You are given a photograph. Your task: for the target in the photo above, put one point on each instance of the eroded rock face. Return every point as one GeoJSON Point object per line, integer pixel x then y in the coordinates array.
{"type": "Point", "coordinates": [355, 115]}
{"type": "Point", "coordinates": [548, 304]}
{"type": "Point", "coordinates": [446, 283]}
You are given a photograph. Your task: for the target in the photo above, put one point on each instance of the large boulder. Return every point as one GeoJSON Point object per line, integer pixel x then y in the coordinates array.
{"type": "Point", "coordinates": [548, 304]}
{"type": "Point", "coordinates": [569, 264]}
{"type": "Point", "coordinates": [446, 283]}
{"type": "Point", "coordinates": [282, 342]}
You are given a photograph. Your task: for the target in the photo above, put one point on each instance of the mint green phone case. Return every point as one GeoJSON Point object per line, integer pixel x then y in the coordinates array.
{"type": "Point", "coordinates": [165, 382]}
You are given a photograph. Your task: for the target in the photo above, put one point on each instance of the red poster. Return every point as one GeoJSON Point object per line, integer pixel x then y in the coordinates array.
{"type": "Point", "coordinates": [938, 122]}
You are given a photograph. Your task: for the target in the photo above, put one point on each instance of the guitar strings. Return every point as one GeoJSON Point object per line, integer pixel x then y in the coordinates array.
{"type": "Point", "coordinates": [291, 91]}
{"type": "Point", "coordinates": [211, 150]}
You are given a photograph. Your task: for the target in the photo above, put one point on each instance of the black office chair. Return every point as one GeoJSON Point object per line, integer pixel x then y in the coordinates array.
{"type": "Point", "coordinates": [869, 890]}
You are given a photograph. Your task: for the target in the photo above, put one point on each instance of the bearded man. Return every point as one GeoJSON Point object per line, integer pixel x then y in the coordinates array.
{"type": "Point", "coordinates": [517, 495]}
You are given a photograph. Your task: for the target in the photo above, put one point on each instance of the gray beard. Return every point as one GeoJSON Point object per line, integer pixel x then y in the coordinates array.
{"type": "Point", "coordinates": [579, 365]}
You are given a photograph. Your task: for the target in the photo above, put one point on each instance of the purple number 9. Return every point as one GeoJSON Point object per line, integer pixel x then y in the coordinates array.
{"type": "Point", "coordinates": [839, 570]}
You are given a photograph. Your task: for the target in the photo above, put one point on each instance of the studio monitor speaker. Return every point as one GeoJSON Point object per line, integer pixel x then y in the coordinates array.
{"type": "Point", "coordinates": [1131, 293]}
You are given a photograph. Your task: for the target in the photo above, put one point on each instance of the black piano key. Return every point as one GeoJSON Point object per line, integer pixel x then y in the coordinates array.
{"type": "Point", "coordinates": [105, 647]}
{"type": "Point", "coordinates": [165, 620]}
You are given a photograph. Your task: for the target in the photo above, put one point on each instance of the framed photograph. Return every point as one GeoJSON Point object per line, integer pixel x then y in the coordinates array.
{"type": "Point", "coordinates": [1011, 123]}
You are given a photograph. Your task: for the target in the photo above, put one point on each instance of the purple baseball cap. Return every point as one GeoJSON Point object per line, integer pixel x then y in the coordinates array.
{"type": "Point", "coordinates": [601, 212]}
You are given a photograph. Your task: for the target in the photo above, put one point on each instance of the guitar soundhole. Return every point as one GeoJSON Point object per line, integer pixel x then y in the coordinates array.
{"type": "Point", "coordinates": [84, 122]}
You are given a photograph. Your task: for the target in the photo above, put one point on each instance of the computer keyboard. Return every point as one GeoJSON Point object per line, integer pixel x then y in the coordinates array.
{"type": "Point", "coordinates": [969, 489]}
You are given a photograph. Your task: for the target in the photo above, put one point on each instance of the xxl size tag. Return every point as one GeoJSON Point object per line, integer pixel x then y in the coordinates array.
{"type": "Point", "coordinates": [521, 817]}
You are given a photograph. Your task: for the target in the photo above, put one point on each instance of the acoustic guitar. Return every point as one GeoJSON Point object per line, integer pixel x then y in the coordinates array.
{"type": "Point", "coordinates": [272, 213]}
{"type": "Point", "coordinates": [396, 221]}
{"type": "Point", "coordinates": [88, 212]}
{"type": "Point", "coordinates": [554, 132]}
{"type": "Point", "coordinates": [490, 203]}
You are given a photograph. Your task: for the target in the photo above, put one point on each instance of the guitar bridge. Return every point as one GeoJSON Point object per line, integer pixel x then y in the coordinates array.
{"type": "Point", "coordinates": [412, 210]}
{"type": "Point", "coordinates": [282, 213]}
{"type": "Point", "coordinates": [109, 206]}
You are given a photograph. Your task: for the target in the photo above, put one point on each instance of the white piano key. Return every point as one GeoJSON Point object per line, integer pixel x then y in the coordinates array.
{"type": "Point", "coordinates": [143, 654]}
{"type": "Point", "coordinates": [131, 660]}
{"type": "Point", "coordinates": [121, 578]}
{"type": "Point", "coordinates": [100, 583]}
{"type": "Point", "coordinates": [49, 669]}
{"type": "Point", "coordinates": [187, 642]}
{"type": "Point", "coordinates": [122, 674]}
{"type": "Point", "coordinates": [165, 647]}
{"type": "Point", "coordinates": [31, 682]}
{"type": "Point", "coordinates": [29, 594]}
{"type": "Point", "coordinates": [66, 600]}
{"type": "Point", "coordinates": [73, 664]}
┄┄┄┄┄┄┄┄┄┄┄┄┄┄┄┄┄┄┄┄
• **EXERCISE GOAL**
All of the entries above should be output exactly as they are.

• **OUTPUT OF THE TASK**
You are given a photograph. Your task: for the target in the photo above, put one point on each instance of the eroded rock face. Return every point as one GeoJSON Point object per line, integer pixel x then y in the coordinates array.
{"type": "Point", "coordinates": [355, 115]}
{"type": "Point", "coordinates": [548, 304]}
{"type": "Point", "coordinates": [446, 283]}
You are given a photograph. Your task: for the target in the photo above, put one point on each instance of the large boulder. Return every point as one GeoJSON Point object per line, integer pixel x then y in the coordinates array.
{"type": "Point", "coordinates": [548, 304]}
{"type": "Point", "coordinates": [569, 264]}
{"type": "Point", "coordinates": [446, 283]}
{"type": "Point", "coordinates": [282, 342]}
You are given a photograph. Your task: for the target in the photo above, put one point on each instance of the mint green phone case. Return every point as one GeoJSON Point object per line, integer pixel x then y in the coordinates array.
{"type": "Point", "coordinates": [165, 382]}
You are given a photograph. Your task: for the target in the photo above, put one point on each instance of the red poster. Return every point as one GeoJSON Point object per line, integer pixel x then y in the coordinates array.
{"type": "Point", "coordinates": [938, 122]}
You are given a photograph. Your task: for the target in the photo above, put one point on each instance of the guitar strings. Return every point as one GeoJSON Point object per line, integer pixel x then y in the coordinates array.
{"type": "Point", "coordinates": [291, 91]}
{"type": "Point", "coordinates": [211, 150]}
You are given a photograph. Your task: for the target in the photo above, put one point on each instance of the black office chair. Return every point as one GeoJSON Point object per line, integer pixel x then y in the coordinates array.
{"type": "Point", "coordinates": [869, 890]}
You are given a photograph. Your task: for the target in the photo above, put one point on each instance of the bearded man. Return every point as one GeoJSON Point object per line, integer pixel x then y in the coordinates array.
{"type": "Point", "coordinates": [517, 495]}
You are given a photograph. Your task: for the target in the photo above, put one point on each instance of the gray beard. Return every point as one GeoJSON Point object per line, integer pixel x then y in the coordinates array.
{"type": "Point", "coordinates": [579, 365]}
You are given a photograph. Your task: for the target in the photo above, put one point on each instance of the purple number 9. Return every point as one GeoJSON Point object per line, integer pixel x then y in the coordinates array.
{"type": "Point", "coordinates": [839, 570]}
You are given a photograph. Your task: for the target in the photo above, put one point on each instance of the studio monitor speaker. Return every point as one GeoJSON Point object per line, integer pixel x then y in the coordinates array.
{"type": "Point", "coordinates": [1131, 293]}
You are given a photograph. Your task: for the target in the photo above, put one point on each instance of the black piano key. Return every point as one GeoJSON Point object per line, integer pixel x then y in the coordinates array.
{"type": "Point", "coordinates": [105, 647]}
{"type": "Point", "coordinates": [165, 620]}
You are given a photograph. Your task: for the target in the photo above, put one point on each instance of the framed photograph. Return every point as one GeoJSON Point object per line, integer pixel x then y in the coordinates array.
{"type": "Point", "coordinates": [1011, 123]}
You are given a photograph. Your task: for the target in the photo above, put one point on each instance of the purple baseball cap. Return every point as one GeoJSON Point object per line, integer pixel x then y in the coordinates array.
{"type": "Point", "coordinates": [601, 212]}
You are given a photograph. Your task: for the target in the photo above, put one point on each instance of the guitar soundhole. Return every point as one GeoJSON Point object per line, integer pixel x then y in the coordinates array.
{"type": "Point", "coordinates": [84, 122]}
You are given a photograph. Your task: for the target in the photo above, put one point on each instance of the computer keyboard. Return every point as one GeoJSON Point object per line, integer pixel x then y in the coordinates array.
{"type": "Point", "coordinates": [969, 489]}
You are given a photograph. Your task: for the target in the photo above, put one point on each instance of the xxl size tag. Return every point as one GeoJSON Point object per line, integer pixel x then y in the coordinates array.
{"type": "Point", "coordinates": [521, 817]}
You are given a photograph. Your task: for the target in the photo above, put one point on each instance of the acoustic guitar. Return every point as one GeoJSON Point object per line, integer pixel x then y in the coordinates array.
{"type": "Point", "coordinates": [272, 213]}
{"type": "Point", "coordinates": [396, 221]}
{"type": "Point", "coordinates": [88, 212]}
{"type": "Point", "coordinates": [554, 132]}
{"type": "Point", "coordinates": [490, 203]}
You are given a photograph. Your task: for the target in the photo above, put one point on each instance of the guitar bridge. Return every point as one GeoJSON Point object per line, integer pixel x then y in the coordinates array.
{"type": "Point", "coordinates": [412, 210]}
{"type": "Point", "coordinates": [282, 213]}
{"type": "Point", "coordinates": [109, 206]}
You are given a photograph. Your task: for the target in the photo above, put one point on each instance of the white piano key. Return every point as one GeoJSON Point object per line, integer pixel x then y in the coordinates array.
{"type": "Point", "coordinates": [143, 654]}
{"type": "Point", "coordinates": [131, 660]}
{"type": "Point", "coordinates": [121, 578]}
{"type": "Point", "coordinates": [100, 583]}
{"type": "Point", "coordinates": [49, 669]}
{"type": "Point", "coordinates": [187, 642]}
{"type": "Point", "coordinates": [122, 674]}
{"type": "Point", "coordinates": [165, 647]}
{"type": "Point", "coordinates": [31, 682]}
{"type": "Point", "coordinates": [29, 594]}
{"type": "Point", "coordinates": [66, 600]}
{"type": "Point", "coordinates": [73, 664]}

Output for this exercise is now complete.